> Listed entries:
------------

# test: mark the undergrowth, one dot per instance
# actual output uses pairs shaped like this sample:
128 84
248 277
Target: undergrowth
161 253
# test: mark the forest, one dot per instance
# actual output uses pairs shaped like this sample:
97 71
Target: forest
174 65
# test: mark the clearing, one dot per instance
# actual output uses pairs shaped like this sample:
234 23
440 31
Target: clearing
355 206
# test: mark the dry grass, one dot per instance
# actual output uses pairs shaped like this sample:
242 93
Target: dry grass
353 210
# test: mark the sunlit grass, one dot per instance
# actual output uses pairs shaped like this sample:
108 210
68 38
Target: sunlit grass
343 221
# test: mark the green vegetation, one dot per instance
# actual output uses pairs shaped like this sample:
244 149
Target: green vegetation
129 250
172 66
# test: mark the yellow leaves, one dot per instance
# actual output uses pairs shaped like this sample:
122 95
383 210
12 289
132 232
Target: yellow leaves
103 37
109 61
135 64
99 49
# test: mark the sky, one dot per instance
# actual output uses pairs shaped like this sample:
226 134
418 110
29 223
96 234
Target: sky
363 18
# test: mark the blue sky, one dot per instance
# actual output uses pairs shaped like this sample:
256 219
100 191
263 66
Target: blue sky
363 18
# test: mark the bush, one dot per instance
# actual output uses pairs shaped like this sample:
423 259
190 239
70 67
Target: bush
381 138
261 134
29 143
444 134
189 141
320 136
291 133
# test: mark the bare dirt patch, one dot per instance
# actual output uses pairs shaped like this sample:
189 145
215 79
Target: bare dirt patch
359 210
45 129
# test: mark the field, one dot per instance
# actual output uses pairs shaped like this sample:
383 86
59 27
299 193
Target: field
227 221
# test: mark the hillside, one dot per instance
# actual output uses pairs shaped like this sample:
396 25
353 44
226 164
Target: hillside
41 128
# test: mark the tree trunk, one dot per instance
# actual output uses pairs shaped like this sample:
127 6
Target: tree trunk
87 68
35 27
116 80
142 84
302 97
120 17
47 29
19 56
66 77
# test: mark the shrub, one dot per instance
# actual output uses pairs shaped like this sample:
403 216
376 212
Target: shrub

------------

> What you should do: Going through the material, count each line that carries the word "shrub", and output only that count.

> Your response: 2